## Text provided
# # # # #

Purpose of the Study:

  • To investigate the network mechanisms of TLE using directed brain networks derived from magnetoencephalography (MEG) data.
  • To compare Granger Causality Analysis (GCA) with Pearson Correlation Coefficient (PCC) for brain network construction in TLE.

Main Methods:

  • Constructed directed brain networks using GCA and undirected networks using PCC from MEG data of TLE patients and healthy controls (HCs).
  • Applied graph theoretical analysis to extract global and local network topologies.
  • Utilized Support Vector Machine (SVM) for classification of network differences.

Main Results:

  • TLE patients exhibited significantly increased functional connectivity based on GCA compared to HCs.

# # # # #

## Exercise data

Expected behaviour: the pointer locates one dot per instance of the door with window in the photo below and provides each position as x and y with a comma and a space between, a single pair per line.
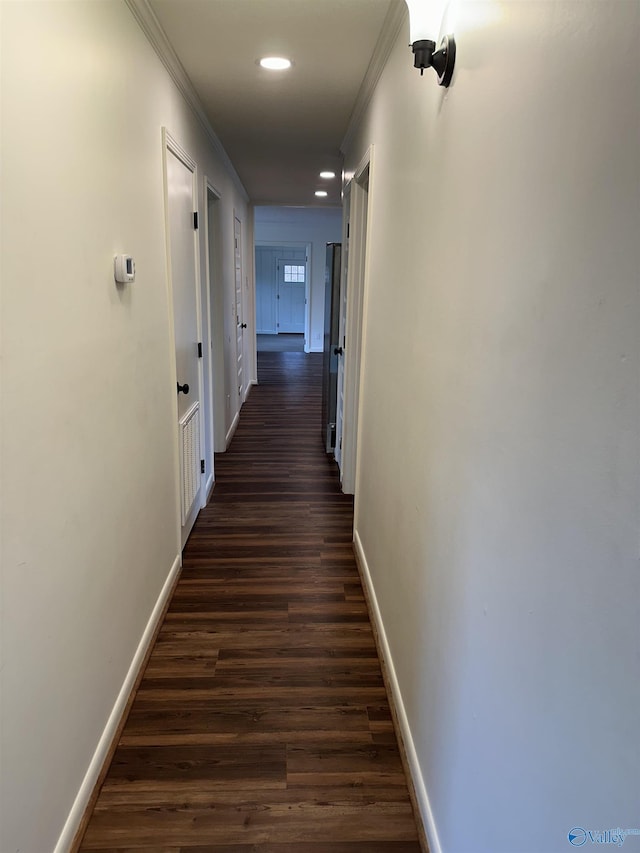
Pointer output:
292, 283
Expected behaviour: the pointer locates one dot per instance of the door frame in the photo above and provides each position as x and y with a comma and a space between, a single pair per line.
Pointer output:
355, 331
170, 144
215, 317
290, 244
279, 260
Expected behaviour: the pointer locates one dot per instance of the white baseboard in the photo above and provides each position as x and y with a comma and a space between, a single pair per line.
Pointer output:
232, 429
104, 744
412, 756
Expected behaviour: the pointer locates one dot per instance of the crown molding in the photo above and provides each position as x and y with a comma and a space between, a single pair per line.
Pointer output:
391, 28
151, 27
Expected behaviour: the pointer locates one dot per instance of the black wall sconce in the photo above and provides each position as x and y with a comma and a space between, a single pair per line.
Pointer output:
422, 23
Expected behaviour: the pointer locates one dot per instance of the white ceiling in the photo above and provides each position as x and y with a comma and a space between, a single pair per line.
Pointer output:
279, 129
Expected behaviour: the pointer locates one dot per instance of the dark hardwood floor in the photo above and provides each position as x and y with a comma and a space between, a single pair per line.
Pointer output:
261, 724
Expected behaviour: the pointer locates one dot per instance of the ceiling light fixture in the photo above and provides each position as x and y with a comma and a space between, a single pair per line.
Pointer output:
422, 25
275, 63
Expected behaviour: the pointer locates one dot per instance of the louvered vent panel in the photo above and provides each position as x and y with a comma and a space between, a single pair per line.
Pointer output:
190, 432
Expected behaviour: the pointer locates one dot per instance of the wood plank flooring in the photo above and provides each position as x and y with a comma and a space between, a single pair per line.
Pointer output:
261, 724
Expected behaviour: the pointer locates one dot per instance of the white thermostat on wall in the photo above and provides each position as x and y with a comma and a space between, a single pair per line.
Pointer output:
124, 268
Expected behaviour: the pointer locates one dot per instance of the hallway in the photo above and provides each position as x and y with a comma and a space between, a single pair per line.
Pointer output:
262, 723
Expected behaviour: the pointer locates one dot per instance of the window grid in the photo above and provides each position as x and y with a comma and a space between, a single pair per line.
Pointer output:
293, 273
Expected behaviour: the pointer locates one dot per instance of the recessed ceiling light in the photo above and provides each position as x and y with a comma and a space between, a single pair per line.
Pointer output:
275, 63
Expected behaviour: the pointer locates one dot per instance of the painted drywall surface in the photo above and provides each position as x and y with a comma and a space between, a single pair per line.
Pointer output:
89, 515
498, 479
304, 225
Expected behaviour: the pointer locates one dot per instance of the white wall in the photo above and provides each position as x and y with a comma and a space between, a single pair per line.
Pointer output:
317, 226
498, 492
89, 500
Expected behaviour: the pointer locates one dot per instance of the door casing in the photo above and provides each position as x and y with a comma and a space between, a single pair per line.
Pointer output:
171, 148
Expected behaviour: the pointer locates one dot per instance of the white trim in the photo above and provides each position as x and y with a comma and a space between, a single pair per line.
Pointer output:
209, 489
212, 353
393, 23
409, 747
232, 429
106, 739
356, 325
151, 27
170, 144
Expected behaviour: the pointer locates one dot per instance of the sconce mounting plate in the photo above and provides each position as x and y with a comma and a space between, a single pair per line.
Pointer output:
444, 60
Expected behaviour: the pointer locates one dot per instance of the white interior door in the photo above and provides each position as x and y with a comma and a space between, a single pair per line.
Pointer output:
292, 283
183, 276
354, 311
240, 325
342, 327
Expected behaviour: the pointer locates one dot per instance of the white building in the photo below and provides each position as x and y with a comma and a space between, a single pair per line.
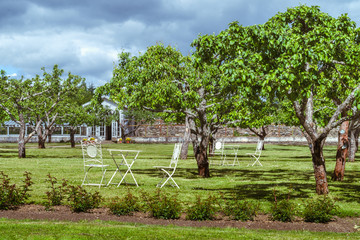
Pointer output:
9, 130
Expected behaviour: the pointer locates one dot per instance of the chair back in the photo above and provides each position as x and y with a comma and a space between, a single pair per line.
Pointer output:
218, 146
176, 155
259, 147
92, 153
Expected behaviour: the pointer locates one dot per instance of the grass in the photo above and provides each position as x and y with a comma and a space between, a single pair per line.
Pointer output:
285, 168
31, 229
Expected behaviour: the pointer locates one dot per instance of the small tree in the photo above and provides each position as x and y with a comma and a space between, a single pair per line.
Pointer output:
58, 91
18, 100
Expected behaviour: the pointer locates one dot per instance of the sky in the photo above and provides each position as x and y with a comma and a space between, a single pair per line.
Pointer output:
84, 37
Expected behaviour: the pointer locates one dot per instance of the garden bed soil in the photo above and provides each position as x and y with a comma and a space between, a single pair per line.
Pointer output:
63, 213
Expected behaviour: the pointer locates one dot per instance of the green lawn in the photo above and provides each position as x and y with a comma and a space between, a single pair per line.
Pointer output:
284, 168
30, 229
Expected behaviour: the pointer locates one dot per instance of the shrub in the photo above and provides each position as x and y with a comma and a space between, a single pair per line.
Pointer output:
124, 206
241, 209
320, 210
162, 206
12, 196
57, 193
283, 210
81, 201
202, 209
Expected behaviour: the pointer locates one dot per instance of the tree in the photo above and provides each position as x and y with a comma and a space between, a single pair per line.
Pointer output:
58, 89
163, 80
308, 57
72, 112
18, 100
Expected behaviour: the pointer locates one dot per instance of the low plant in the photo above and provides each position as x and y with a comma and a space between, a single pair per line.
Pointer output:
57, 193
162, 206
319, 210
202, 209
241, 209
283, 210
80, 200
12, 196
124, 206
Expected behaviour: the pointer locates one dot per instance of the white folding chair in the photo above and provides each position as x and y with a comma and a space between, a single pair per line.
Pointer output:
218, 149
92, 155
170, 170
256, 156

# # # # #

## Required tasks
• A. According to the MEG study summary, which method was used to classify network differences?
• B. Go on with the MEG study summary from its last line, keeping its bulleted format.
The rows are separate material, unrelated to the MEG study summary.

## Answers for the exercise
• A. Support Vector Machine (SVM)

• B.
  • Identified common hub brain regions and the cortical-limbic-thalamic-cortical loop in both left (lTLE) and right (rTLE) TLE.
  • Observed significant increases in GCA-based Global Clustering Coefficient (GCC) and Global Local Efficiency (GLE) in TLE patients.

Conclusions:

  • The directionality of brain connectivity, as revealed by GCA, plays a crucial role in TLE research.
  • GCA shows potential as an effective tool for distinguishing TLE patients from HCs using MEG data.
  • Abnormal local topological properties in TLE often overlap with identified hub regions.